→ **WORK TASK**
What you return should be every record, retyped without a single change.

→ **RECORDS PROVIDED**
● ● ● ● ●

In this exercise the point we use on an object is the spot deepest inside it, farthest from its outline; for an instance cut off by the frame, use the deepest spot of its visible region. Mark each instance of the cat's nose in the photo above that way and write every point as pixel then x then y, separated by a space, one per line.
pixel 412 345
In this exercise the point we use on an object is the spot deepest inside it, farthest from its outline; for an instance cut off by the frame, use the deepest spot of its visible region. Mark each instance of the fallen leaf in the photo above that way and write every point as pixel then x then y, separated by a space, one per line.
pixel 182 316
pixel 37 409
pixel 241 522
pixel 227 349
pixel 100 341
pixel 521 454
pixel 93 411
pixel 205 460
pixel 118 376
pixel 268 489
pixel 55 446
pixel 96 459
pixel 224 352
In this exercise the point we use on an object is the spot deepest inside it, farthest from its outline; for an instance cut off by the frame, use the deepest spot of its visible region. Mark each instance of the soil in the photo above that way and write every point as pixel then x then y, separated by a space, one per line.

● ● ● ● ●

→ **REPLY TO THE EXERCISE**
In this exercise the point we use on an object is the spot deepest inside it, farthest from its outline; for an instance cut off by the frame, use the deepest spot of its visible region. Mark each instance of the cat's nose in the photo above that way and write every point as pixel then x then y, separated by a space, one per line.
pixel 412 345
In this exercise the point we use on an object is the spot deepest inside it, farthest from its outline; for an instance cut off by the frame, use the deepest spot of its visible region. Mark each instance of the fallen leaf in the photo above that way and write every point as pixel then x then y, separated by a space, one per line.
pixel 182 316
pixel 37 409
pixel 241 522
pixel 227 349
pixel 100 341
pixel 521 454
pixel 93 411
pixel 205 460
pixel 118 376
pixel 268 489
pixel 55 446
pixel 96 459
pixel 224 352
In this exercise the point we use on an object is the spot deepest inside it, farthest from its outline; for an instance cut off by the frame, use the deepest spot of its visible region. Mark each instance of the soil in the photo above that way and write every point as pixel then x then y, separated by a space, one per line.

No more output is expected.